▸ TASK REQUIREMENTS
1. List every crop or plant that the biopharming excerpt names.
2. Revise the biopharming excerpt from "planted here. An" up to and including "and monitoring safeguards.", swapping "researcher" for "scientist".

▸ PAGE EXTRACT
In a scathing 52-page order, U.S. District Judge J. Michael Seabright

took the agency to task, saying the Animal and Plant Health Inspection

Service violated the law by granting permits for modified corn and sugar

cane plants. Companies modified their genetic structure so that when

harvested, the plants would contain hormones or proteins that could be

used to treat human illnesses.

 

Seabright this week will be considering remedies, and the plaintiffs

are asking the judge to prohibit the issuance of biopharming permits for

open air crops anywhere in the country until agency reviews its

permitting process.

 

It is a prudent course of action. While Oregon and Hawaii are far from

Colorado, biopharming interests have eyed our state before. Two years

ago, we urged extreme caution as the federal government planned to move

ahead with permits allowing " pharmaceutical " corn to be cultivated in

Colorado.

 

Luckily, it would seem, no commercial biopharm crops were actually

planted here. An Iowa State University researcher sowed a tiny plot of

seed

corn, but that was a far cry from original plans.

 

Given the recent revelations of blunders, we think federal regulators

ought to re-evaluate the regulatory process and monitoring safeguards.

While tomatoes run amok might be the stuff of Hollywood, the risks from

sloppy handling of gene-altered crops is all too real.

▸ GIVEN ENTRIES
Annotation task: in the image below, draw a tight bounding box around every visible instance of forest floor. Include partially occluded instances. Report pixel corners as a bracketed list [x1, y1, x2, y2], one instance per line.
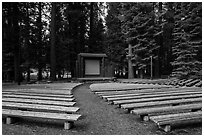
[2, 84, 202, 135]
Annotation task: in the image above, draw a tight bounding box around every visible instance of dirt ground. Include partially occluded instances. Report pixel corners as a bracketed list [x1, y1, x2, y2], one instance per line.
[2, 84, 202, 135]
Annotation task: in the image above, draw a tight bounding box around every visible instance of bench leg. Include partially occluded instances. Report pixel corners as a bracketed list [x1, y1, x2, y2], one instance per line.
[159, 125, 171, 132]
[64, 121, 74, 130]
[6, 117, 13, 124]
[140, 115, 149, 121]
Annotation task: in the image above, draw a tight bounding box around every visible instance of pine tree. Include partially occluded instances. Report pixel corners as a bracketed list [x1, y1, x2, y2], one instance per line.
[123, 3, 157, 78]
[104, 2, 127, 69]
[172, 2, 202, 78]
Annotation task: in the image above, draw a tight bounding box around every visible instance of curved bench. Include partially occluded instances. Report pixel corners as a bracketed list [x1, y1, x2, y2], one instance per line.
[2, 109, 81, 129]
[150, 111, 202, 132]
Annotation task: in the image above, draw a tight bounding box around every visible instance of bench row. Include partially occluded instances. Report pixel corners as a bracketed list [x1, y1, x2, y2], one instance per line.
[92, 85, 202, 132]
[2, 86, 81, 129]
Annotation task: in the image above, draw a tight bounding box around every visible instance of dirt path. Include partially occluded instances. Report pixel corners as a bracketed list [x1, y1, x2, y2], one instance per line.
[73, 84, 156, 135]
[2, 84, 202, 135]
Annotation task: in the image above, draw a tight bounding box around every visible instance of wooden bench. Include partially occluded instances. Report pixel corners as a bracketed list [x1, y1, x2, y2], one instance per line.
[2, 94, 74, 101]
[113, 93, 202, 106]
[195, 81, 202, 87]
[97, 87, 202, 96]
[121, 98, 202, 110]
[2, 102, 79, 113]
[150, 111, 202, 132]
[2, 91, 73, 98]
[186, 79, 200, 87]
[106, 91, 201, 101]
[131, 103, 202, 121]
[179, 79, 193, 86]
[101, 89, 201, 98]
[3, 89, 72, 95]
[2, 98, 76, 107]
[92, 84, 172, 92]
[2, 109, 81, 129]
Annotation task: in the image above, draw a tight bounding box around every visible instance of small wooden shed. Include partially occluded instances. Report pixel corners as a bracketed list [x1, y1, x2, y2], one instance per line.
[76, 53, 113, 78]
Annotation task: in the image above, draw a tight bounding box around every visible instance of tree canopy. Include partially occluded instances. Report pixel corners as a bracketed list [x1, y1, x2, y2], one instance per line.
[2, 2, 202, 82]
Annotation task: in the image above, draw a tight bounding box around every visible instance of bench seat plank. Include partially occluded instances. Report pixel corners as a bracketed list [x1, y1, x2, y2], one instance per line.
[101, 90, 201, 98]
[2, 98, 76, 107]
[106, 91, 201, 101]
[2, 102, 79, 113]
[91, 84, 172, 92]
[121, 98, 202, 109]
[113, 94, 202, 105]
[2, 88, 72, 95]
[150, 111, 202, 125]
[2, 91, 73, 98]
[2, 94, 74, 101]
[97, 87, 202, 96]
[150, 111, 202, 132]
[2, 109, 81, 122]
[131, 103, 202, 115]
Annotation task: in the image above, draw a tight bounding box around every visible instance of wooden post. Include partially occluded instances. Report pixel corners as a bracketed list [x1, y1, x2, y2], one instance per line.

▸ LIST OF SOLUTIONS
1. corn, sugar cane, tomatoes

2.
planted here. An Iowa State University scientist sowed a tiny plot of

seed

corn, but that was a far cry from original plans.

 

Given the recent revelations of blunders, we think federal regulators

ought to re-evaluate the regulatory process and monitoring safeguards.